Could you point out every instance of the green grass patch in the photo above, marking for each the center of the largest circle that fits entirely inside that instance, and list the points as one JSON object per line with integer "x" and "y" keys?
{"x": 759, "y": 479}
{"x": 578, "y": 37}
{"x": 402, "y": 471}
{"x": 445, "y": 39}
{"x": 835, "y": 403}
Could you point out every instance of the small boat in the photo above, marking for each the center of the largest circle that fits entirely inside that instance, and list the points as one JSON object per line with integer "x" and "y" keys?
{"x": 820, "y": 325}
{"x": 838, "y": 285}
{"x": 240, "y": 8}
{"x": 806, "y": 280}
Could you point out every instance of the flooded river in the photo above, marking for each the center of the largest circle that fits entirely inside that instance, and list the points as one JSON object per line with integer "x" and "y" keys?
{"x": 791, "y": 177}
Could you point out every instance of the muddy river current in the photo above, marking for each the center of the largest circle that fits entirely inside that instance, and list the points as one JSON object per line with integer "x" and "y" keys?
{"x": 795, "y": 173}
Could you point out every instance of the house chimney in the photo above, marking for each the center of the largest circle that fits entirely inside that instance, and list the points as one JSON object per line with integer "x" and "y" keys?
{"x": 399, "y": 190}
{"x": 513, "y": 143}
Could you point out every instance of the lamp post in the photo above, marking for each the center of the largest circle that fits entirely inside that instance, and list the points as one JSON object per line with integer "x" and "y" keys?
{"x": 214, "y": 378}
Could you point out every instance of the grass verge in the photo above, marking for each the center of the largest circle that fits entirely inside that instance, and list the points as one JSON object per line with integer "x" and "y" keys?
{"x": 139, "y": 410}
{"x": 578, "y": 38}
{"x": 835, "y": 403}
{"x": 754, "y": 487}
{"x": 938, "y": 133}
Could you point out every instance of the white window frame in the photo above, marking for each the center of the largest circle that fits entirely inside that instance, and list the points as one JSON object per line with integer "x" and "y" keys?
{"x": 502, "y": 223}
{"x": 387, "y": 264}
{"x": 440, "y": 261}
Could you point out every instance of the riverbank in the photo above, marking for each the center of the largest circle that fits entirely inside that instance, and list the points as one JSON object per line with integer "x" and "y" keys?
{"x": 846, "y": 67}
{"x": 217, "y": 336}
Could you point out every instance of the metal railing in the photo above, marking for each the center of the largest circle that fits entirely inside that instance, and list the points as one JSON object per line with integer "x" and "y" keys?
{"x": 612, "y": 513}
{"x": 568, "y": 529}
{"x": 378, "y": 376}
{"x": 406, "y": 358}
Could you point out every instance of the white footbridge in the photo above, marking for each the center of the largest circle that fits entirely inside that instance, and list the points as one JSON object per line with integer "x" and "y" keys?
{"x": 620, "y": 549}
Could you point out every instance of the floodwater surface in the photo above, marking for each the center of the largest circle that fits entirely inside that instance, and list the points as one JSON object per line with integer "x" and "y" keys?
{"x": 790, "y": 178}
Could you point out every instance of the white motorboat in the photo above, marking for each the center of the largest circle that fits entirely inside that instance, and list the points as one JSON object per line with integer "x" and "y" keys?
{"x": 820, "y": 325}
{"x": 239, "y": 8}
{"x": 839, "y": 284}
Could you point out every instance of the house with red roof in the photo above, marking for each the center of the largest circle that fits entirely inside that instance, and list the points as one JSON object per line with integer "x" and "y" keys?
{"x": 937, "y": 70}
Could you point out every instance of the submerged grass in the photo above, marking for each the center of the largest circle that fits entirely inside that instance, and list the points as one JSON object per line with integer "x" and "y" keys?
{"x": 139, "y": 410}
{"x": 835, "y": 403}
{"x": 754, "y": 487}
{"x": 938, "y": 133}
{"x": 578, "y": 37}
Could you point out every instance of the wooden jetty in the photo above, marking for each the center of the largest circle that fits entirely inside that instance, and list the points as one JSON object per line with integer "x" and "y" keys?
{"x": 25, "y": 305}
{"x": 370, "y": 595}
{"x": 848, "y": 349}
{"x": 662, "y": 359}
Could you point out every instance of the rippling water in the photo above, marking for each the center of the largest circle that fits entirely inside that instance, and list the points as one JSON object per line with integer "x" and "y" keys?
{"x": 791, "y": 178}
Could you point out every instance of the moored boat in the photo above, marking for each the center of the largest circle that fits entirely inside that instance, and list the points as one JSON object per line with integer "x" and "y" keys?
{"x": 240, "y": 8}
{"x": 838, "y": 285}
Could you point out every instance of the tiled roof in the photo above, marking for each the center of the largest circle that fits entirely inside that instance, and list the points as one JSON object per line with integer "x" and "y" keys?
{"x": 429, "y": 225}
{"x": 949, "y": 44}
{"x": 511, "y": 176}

### YOUR OBJECTIVE
Starting at the line that contains "Could you point out every instance of the wooden", repeat each line exactly through the last one in the listing. Include both of those lines and nothing more.

### THE OUTPUT
Could you point out every instance of the wooden jetty in the photo above, marking for each the center of the largest circle that fits entirely inside that instance, and list the points as one JSON object per line with integer "x" and "y" keys?
{"x": 25, "y": 305}
{"x": 370, "y": 595}
{"x": 848, "y": 349}
{"x": 662, "y": 359}
Could you point out every instance of the rippling water in the photo above, marking for each the center of the largest circle that fits entirely inside that instance, and list the points as one JSON object per line with integer "x" and "y" keys?
{"x": 791, "y": 178}
Could you point out every instance of the moored boat in the photo above, marking for each the center of the largest circle that fits entirely inside that instance, and list the points as one JSON object per line with integer "x" and "y" keys?
{"x": 240, "y": 8}
{"x": 838, "y": 285}
Could you point out every instance of the tiled roof in the photo above, marking for each the center of the largest circle that fits entirely inside that instance, and list the points as one JSON object per line with integer "x" and "y" keys?
{"x": 429, "y": 225}
{"x": 949, "y": 44}
{"x": 511, "y": 176}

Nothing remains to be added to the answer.